Exercise goal> Every line of the listing that holds the word "instance" should be returned.

<<<<

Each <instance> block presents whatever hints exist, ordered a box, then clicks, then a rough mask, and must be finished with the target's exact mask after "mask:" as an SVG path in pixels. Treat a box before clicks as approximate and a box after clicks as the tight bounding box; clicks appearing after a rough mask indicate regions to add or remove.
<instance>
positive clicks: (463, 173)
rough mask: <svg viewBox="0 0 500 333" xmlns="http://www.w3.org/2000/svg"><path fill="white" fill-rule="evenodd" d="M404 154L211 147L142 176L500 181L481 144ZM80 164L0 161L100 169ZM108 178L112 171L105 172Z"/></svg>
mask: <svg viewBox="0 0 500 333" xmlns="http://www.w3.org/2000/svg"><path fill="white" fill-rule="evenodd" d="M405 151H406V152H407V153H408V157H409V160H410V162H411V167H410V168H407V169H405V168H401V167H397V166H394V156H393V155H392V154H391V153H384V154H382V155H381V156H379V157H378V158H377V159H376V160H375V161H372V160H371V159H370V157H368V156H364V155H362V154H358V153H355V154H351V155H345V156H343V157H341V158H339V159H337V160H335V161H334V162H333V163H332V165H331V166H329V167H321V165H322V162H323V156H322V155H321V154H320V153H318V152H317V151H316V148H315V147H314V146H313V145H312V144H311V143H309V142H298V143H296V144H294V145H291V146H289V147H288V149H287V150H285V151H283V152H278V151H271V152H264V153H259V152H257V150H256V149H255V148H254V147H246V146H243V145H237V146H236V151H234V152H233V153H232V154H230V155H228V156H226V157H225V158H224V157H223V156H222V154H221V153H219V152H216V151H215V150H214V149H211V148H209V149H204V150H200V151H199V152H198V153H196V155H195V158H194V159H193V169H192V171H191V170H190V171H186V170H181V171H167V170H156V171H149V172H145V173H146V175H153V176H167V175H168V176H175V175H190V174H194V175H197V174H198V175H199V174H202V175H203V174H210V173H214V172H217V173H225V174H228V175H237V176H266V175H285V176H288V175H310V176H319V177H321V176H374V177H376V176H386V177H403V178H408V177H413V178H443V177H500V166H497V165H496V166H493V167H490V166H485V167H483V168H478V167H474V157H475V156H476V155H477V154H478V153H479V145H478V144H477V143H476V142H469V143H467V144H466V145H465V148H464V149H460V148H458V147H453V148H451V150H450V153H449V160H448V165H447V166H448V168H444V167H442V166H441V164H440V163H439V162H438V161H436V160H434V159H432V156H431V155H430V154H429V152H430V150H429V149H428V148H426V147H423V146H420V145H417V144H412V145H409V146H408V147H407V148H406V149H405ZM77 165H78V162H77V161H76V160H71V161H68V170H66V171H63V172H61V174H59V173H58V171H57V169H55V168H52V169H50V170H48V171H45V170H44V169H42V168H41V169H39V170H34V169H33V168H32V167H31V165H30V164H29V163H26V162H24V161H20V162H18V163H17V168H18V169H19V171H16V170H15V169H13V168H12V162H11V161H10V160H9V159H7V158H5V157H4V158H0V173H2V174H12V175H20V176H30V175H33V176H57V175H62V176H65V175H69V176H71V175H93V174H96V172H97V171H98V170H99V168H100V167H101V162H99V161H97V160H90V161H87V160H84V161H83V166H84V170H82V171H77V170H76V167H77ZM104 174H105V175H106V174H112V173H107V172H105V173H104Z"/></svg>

>>>>

Written solution>
Each <instance> block presents whatever hints exist, ordered a box, then clicks, then a rough mask, and must be finished with the target's exact mask after "mask:" as an SVG path in pixels. Treat a box before clicks as approximate and a box after clicks as the tight bounding box; clicks appearing after a rough mask indicate regions to add or remove.
<instance>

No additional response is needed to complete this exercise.